* GOAL OF THE EXERCISE *
Name every suspect in the alleged fuel pipeline plot who is identified by name in the news report on the JFK Airport bomb plot.

* SELECTED PASSAGE *
□ □ □ □ □

PORT-OF-SPAIN, Trinidad (AP) – A Guyanese suspect in an alleged plot to bomb a fuel pipeline feeding New York’s John F. Kennedy Airport surrendered to police Tuesday in Trinidad, a police official said.

Abdel Nur turned himself in at a police station outside the Trinidadian capital of Port-of-Spain, police spokeswoman Wendy Campbell told The Associated Press.

“This is the fourth of the group we were looking for” in the alleged plot to blow up fuel lines that feed the airport, said FBI Special Agent Richard Kolko in Washington. He added that the investigation is continuing.

The others arrested include a former opposition member of Guyana’s parliament and a former airport air cargo employee who was arrested in New York.

Mr. Nur is reportedly the uncle of former world welterweight boxing champion Andrew “Six Heads” Lewis, one of Guyana’s most famous citizens.

“I am confident that the pressure brought to bear by the Trinidadian police authorities contributed to his surrender. We are very grateful for their tremendous cooperation in this investigation,” said Mark Mershon, the head of the FBI in New York.

He declined to comment further on whether anyone else was being sought, saying: “Our investigation is continuing.”

American authorities claim the alleged plotters unsuccessfully sought support in Trinidad from Jamaat al Muslimeen, a radical Islamic group that staged a deadly coup attempt in the Caribbean nation in 1990.

In addition to Mr. Nur, Trinidadian authorities are holding two suspects: Abdul Kadir, the former Guyanese lawmaker, and Kareem Ibrahim of Trinidad. They are fighting extradition to America.

The other suspect named, Russell Defreitas, is a former JFK air cargo employee who was arrested in New York. He is an American citizen native to Guyana, a former Dutch and British colony on the northern coast of South America.

Yasin Abu Bakr, the longtime leader of Jamaat al Muslimeen, told The Associated Press on Monday that his group had no connection to the plot. “I know nothing about these men and I have nothing to do with whatever they are being charged for,” said Mr. Abu Bakr.

□ □ □ □ □

(Stored dataset items)
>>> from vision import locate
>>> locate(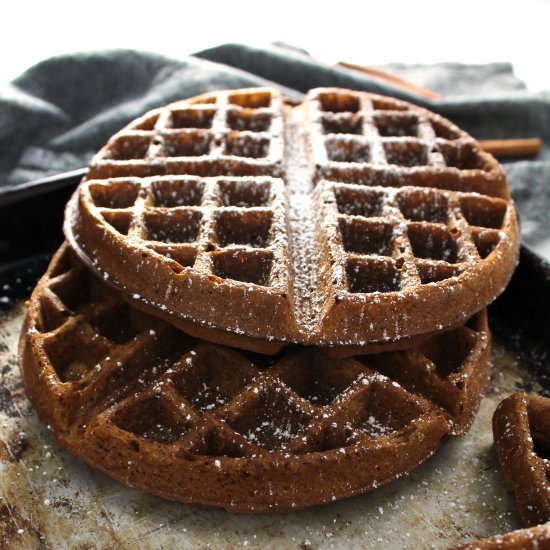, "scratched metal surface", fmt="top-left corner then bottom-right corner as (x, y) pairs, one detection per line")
(0, 305), (539, 550)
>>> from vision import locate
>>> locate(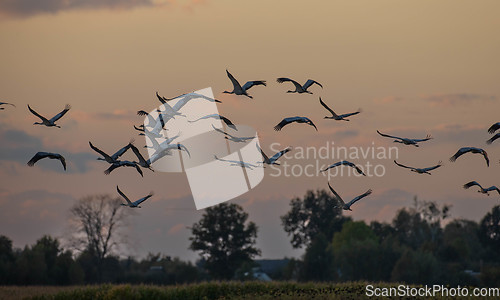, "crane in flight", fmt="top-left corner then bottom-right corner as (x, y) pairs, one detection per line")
(89, 140), (134, 164)
(116, 186), (154, 208)
(328, 182), (372, 211)
(450, 147), (490, 167)
(156, 92), (222, 103)
(274, 117), (318, 131)
(104, 160), (144, 177)
(189, 114), (238, 130)
(276, 77), (323, 94)
(321, 160), (366, 176)
(319, 97), (361, 121)
(394, 160), (443, 175)
(28, 104), (71, 128)
(464, 181), (500, 196)
(488, 122), (500, 134)
(212, 124), (254, 143)
(223, 70), (266, 99)
(28, 152), (66, 171)
(255, 143), (292, 166)
(377, 130), (432, 147)
(0, 102), (16, 110)
(486, 132), (500, 145)
(214, 155), (259, 170)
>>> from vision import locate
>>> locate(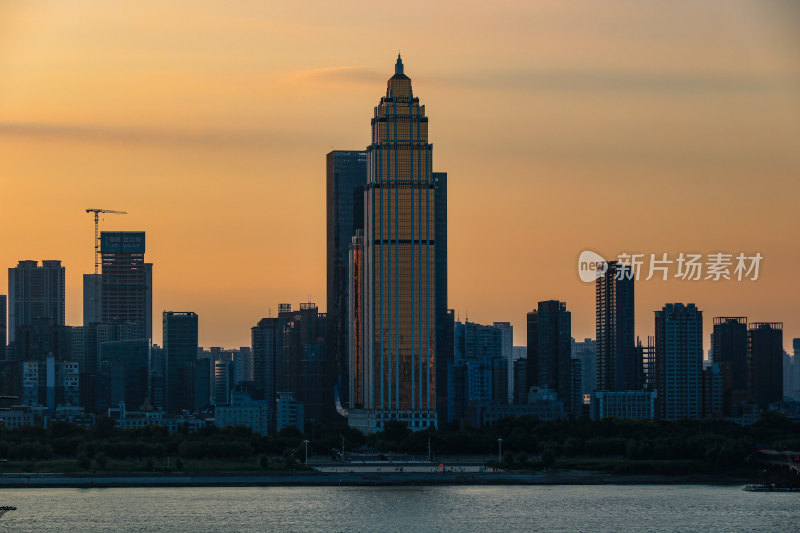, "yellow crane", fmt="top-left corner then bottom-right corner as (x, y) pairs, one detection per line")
(86, 209), (128, 274)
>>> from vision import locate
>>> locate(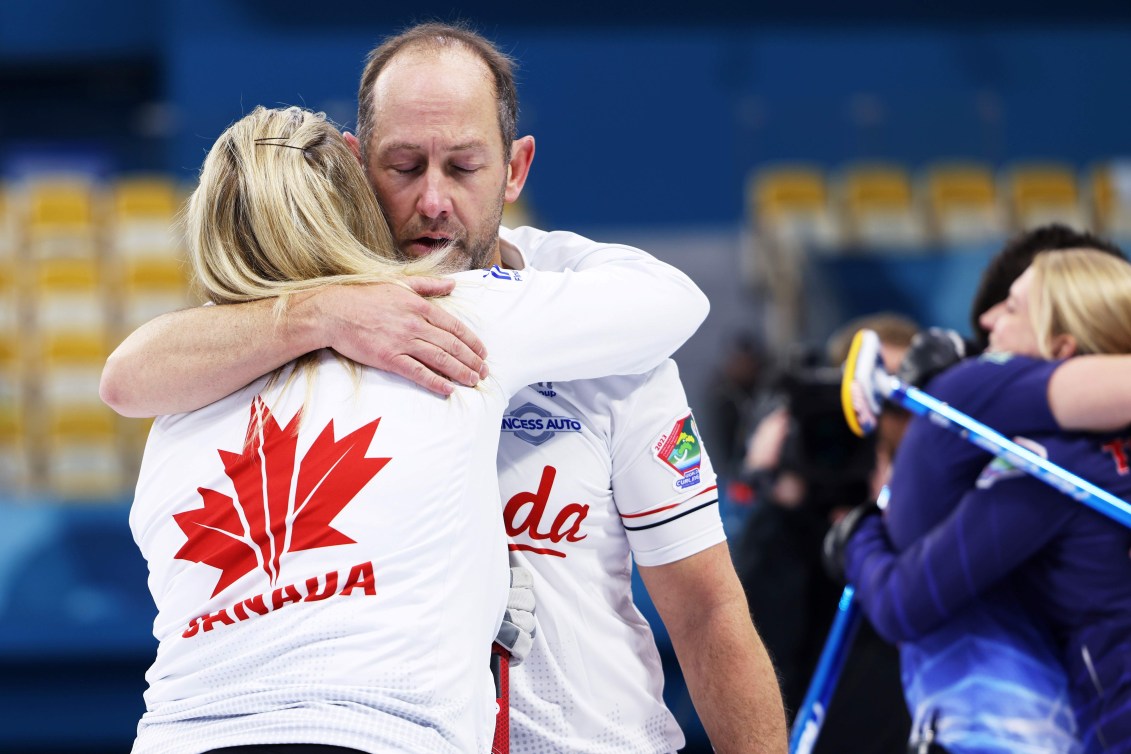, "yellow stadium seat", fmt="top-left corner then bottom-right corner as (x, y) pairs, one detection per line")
(0, 187), (24, 263)
(1004, 163), (1088, 231)
(839, 163), (926, 251)
(746, 165), (840, 248)
(25, 177), (98, 259)
(43, 434), (128, 500)
(111, 175), (181, 222)
(28, 259), (110, 336)
(109, 175), (183, 260)
(923, 162), (1005, 243)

□ □ □ □ □

* COMPLETED EXERCISE *
Abdel Nur, Abdul Kadir, Kareem Ibrahim, Russell Defreitas